What you need to do: An exact copy of all the entries is needed, with no images in it.

Segmentation mask data
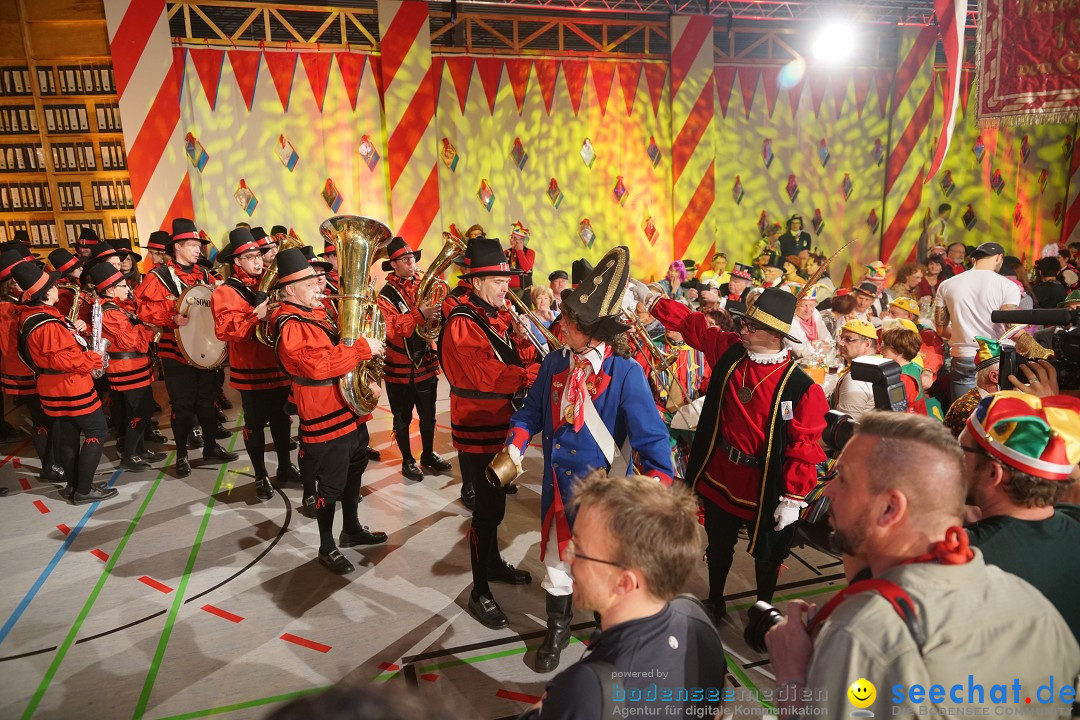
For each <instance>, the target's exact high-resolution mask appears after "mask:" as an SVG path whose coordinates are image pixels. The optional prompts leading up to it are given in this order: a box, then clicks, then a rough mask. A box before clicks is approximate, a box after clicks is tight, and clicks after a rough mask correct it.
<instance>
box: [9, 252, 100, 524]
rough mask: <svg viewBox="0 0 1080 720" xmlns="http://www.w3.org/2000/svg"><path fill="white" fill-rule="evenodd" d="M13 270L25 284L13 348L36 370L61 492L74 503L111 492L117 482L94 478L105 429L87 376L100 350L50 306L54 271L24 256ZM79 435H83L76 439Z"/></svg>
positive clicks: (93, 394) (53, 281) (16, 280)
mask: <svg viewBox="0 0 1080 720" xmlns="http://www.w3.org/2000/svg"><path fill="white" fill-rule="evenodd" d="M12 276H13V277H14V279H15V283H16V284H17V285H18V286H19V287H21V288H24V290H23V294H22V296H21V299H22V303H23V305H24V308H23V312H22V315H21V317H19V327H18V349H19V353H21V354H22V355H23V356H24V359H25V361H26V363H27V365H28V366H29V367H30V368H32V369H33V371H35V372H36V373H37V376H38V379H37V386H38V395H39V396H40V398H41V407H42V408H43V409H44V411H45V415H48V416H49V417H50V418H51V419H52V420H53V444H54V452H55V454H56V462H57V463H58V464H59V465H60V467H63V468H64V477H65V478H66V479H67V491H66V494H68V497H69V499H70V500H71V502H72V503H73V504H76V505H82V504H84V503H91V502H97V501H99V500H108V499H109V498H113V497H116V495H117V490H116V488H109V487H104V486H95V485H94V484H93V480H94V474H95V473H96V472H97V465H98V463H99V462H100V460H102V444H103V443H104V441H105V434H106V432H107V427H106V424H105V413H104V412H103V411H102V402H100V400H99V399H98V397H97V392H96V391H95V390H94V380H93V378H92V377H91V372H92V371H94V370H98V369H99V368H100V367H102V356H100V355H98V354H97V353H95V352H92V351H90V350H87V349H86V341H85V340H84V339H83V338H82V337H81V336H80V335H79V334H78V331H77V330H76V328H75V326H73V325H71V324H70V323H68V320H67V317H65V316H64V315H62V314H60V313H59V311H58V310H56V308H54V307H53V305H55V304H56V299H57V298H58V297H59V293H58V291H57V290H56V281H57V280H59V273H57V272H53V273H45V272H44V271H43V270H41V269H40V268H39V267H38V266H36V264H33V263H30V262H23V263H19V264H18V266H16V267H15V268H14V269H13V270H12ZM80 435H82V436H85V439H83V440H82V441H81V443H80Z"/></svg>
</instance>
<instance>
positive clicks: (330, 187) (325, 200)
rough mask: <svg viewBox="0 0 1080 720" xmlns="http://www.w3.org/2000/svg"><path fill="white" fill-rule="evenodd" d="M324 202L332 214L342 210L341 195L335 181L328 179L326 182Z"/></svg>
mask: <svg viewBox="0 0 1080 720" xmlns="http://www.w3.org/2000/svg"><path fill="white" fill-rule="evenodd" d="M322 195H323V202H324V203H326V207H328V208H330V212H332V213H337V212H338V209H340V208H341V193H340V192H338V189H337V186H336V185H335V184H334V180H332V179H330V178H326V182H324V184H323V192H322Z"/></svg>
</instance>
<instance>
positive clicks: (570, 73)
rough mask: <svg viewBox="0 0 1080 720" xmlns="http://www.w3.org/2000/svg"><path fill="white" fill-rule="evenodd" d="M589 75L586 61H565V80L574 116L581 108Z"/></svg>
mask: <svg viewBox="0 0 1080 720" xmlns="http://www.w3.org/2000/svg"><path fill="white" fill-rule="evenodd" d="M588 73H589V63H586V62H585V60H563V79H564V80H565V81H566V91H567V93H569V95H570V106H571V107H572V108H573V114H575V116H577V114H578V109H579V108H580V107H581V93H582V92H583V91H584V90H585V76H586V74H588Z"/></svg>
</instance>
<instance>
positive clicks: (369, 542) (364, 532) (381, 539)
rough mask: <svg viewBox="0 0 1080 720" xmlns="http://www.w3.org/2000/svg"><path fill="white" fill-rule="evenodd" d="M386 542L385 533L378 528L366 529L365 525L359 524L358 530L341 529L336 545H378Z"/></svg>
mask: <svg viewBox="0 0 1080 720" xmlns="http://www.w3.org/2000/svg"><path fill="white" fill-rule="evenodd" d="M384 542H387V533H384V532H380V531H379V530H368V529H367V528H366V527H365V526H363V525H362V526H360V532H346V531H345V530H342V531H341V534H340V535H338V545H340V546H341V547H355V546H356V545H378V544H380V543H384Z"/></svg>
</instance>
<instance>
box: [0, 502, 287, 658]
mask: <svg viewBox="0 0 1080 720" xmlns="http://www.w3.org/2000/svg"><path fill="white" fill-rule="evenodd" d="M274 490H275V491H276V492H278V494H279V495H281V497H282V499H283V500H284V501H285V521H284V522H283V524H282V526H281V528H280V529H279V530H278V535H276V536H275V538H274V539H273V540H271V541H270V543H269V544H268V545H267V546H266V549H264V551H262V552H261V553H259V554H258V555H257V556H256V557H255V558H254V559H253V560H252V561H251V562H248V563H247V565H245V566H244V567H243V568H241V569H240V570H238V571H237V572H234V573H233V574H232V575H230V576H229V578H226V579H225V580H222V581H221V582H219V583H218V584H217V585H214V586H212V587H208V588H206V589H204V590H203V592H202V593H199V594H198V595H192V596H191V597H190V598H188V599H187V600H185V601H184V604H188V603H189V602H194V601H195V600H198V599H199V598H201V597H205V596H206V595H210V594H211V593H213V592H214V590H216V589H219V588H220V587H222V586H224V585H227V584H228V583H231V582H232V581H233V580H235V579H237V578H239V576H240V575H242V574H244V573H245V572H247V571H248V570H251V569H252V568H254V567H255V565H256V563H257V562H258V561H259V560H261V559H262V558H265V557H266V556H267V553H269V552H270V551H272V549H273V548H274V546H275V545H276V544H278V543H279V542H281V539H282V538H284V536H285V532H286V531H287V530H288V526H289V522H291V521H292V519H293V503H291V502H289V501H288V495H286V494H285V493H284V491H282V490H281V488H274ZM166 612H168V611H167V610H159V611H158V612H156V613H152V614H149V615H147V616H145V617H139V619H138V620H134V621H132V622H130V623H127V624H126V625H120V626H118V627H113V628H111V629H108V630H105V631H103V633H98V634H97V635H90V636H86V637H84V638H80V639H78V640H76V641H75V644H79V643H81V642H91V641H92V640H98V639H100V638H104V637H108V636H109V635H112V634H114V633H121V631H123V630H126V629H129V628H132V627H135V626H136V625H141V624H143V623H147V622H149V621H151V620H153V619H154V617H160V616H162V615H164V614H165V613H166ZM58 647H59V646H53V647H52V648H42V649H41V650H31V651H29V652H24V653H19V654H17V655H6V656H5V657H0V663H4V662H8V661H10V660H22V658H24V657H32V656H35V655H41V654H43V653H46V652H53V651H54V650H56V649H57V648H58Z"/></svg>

Result of the task:
For each <instance>, the target's exact high-resolution mask appears after "mask:" as an SVG path whose coordinates are image pixels. The optional prompts leading up to it are given in this order: a box, then clicks, then a rough mask. A box before clicks is approximate, a box after clicks is tight, and clicks after a rough mask correct it.
<instance>
box: [9, 252, 100, 524]
rough mask: <svg viewBox="0 0 1080 720" xmlns="http://www.w3.org/2000/svg"><path fill="white" fill-rule="evenodd" d="M13 270L25 284L13 348L36 370L61 492L74 503L111 492L117 482L94 478L105 429L87 376L100 350L50 306L54 271L24 256ZM79 435H83L76 439Z"/></svg>
positive clicks: (93, 394) (53, 281) (16, 280)
mask: <svg viewBox="0 0 1080 720" xmlns="http://www.w3.org/2000/svg"><path fill="white" fill-rule="evenodd" d="M12 276H13V277H14V279H15V283H16V284H17V285H18V286H19V287H21V288H24V290H23V294H22V296H21V299H22V303H23V305H24V308H23V312H22V315H21V317H19V327H18V349H19V353H21V354H22V355H23V356H24V359H25V361H26V363H27V365H28V366H29V367H30V368H32V369H33V371H35V372H36V373H37V376H38V379H37V386H38V395H39V396H40V398H41V407H42V408H43V409H44V411H45V415H48V416H49V417H50V418H51V419H52V420H53V444H54V452H55V454H56V462H57V463H58V464H59V465H60V467H63V468H64V477H65V478H66V479H67V491H66V494H68V497H69V499H70V500H71V502H72V503H73V504H76V505H82V504H84V503H91V502H97V501H99V500H108V499H109V498H113V497H116V495H117V490H116V488H109V487H104V486H95V485H94V484H93V480H94V474H95V473H96V472H97V465H98V463H99V462H100V460H102V444H103V443H104V441H105V434H106V432H107V427H106V424H105V413H104V412H103V411H102V402H100V400H99V399H98V397H97V392H96V391H95V390H94V380H93V378H92V377H91V372H92V371H94V370H98V369H99V368H100V367H102V356H100V355H98V354H97V353H95V352H92V351H90V350H87V349H86V341H85V340H84V339H83V338H82V337H81V336H80V335H79V334H78V331H77V330H76V328H75V326H73V325H71V324H70V323H68V320H67V317H65V316H64V315H62V314H60V313H59V311H58V310H56V308H54V307H53V305H55V304H56V299H57V298H58V297H59V293H58V291H57V290H56V281H57V280H59V273H57V272H53V273H45V272H44V271H43V270H41V269H40V268H39V267H38V266H36V264H33V263H30V262H23V263H19V264H18V266H16V267H15V268H14V269H13V270H12ZM80 435H82V436H85V439H83V440H82V441H81V443H80Z"/></svg>
</instance>
<instance>
positive clicks: (330, 187) (325, 200)
rough mask: <svg viewBox="0 0 1080 720" xmlns="http://www.w3.org/2000/svg"><path fill="white" fill-rule="evenodd" d="M324 202L332 214L342 210L341 195L335 181L328 179L326 182Z"/></svg>
mask: <svg viewBox="0 0 1080 720" xmlns="http://www.w3.org/2000/svg"><path fill="white" fill-rule="evenodd" d="M322 195H323V202H324V203H326V207H328V208H330V212H332V213H337V212H338V209H340V208H341V193H340V192H338V189H337V186H336V185H335V184H334V180H332V179H330V178H326V182H324V184H323V192H322Z"/></svg>
</instance>
<instance>
positive clicks: (570, 73)
rough mask: <svg viewBox="0 0 1080 720" xmlns="http://www.w3.org/2000/svg"><path fill="white" fill-rule="evenodd" d="M589 75L586 61H565V80L574 116L581 108Z"/></svg>
mask: <svg viewBox="0 0 1080 720" xmlns="http://www.w3.org/2000/svg"><path fill="white" fill-rule="evenodd" d="M588 73H589V63H586V62H585V60H563V79H564V80H565V81H566V91H567V93H569V95H570V106H571V107H572V108H573V114H575V116H577V114H578V109H579V108H580V107H581V93H582V92H583V91H584V90H585V76H586V74H588Z"/></svg>
</instance>
<instance>
positive clicks: (369, 542) (364, 532) (381, 539)
rough mask: <svg viewBox="0 0 1080 720" xmlns="http://www.w3.org/2000/svg"><path fill="white" fill-rule="evenodd" d="M386 542L385 533L378 528L366 529L365 525L359 524L358 530L341 529L336 545H378Z"/></svg>
mask: <svg viewBox="0 0 1080 720" xmlns="http://www.w3.org/2000/svg"><path fill="white" fill-rule="evenodd" d="M384 542H387V533H384V532H380V531H379V530H368V529H367V528H366V527H365V526H363V525H362V526H360V532H346V531H345V530H342V531H341V534H340V535H338V545H340V546H341V547H355V546H356V545H378V544H380V543H384Z"/></svg>
</instance>
<instance>
box: [0, 502, 287, 658]
mask: <svg viewBox="0 0 1080 720" xmlns="http://www.w3.org/2000/svg"><path fill="white" fill-rule="evenodd" d="M274 490H275V491H276V492H278V494H279V495H281V497H282V499H283V500H284V501H285V521H284V522H283V524H282V526H281V528H280V529H279V530H278V535H276V536H275V538H274V539H273V540H271V541H270V543H269V544H268V545H267V546H266V549H264V551H262V552H261V553H259V554H258V555H257V556H256V557H255V558H254V559H253V560H252V561H251V562H248V563H247V565H245V566H244V567H243V568H241V569H240V570H238V571H237V572H234V573H233V574H232V575H230V576H229V578H226V579H225V580H222V581H221V582H219V583H218V584H217V585H214V586H212V587H208V588H206V589H204V590H203V592H202V593H199V594H198V595H192V596H191V597H190V598H188V599H187V600H185V601H184V604H188V603H189V602H194V601H195V600H198V599H199V598H201V597H205V596H206V595H210V594H211V593H213V592H214V590H216V589H219V588H220V587H222V586H224V585H227V584H228V583H231V582H232V581H233V580H235V579H237V578H239V576H240V575H242V574H244V573H245V572H247V571H248V570H251V569H252V568H254V567H255V565H256V563H257V562H258V561H259V560H261V559H262V558H265V557H266V556H267V553H269V552H270V551H272V549H273V548H274V546H275V545H276V544H278V543H279V542H281V539H282V538H284V536H285V532H286V531H287V530H288V526H289V522H291V521H292V519H293V503H291V502H289V501H288V495H286V494H285V493H284V491H282V490H281V488H274ZM166 612H168V611H167V610H159V611H158V612H156V613H152V614H149V615H147V616H145V617H139V619H138V620H134V621H132V622H130V623H127V624H126V625H120V626H118V627H113V628H111V629H108V630H105V631H103V633H98V634H97V635H90V636H86V637H84V638H80V639H78V640H76V641H75V644H79V643H81V642H91V641H92V640H98V639H100V638H104V637H108V636H109V635H112V634H114V633H121V631H123V630H126V629H129V628H132V627H135V626H136V625H141V624H143V623H147V622H149V621H151V620H153V619H154V617H160V616H162V615H164V614H165V613H166ZM58 647H59V646H53V647H52V648H42V649H41V650H31V651H29V652H24V653H19V654H17V655H6V656H5V657H0V663H4V662H8V661H10V660H22V658H24V657H32V656H35V655H41V654H43V653H46V652H53V651H54V650H56V649H57V648H58Z"/></svg>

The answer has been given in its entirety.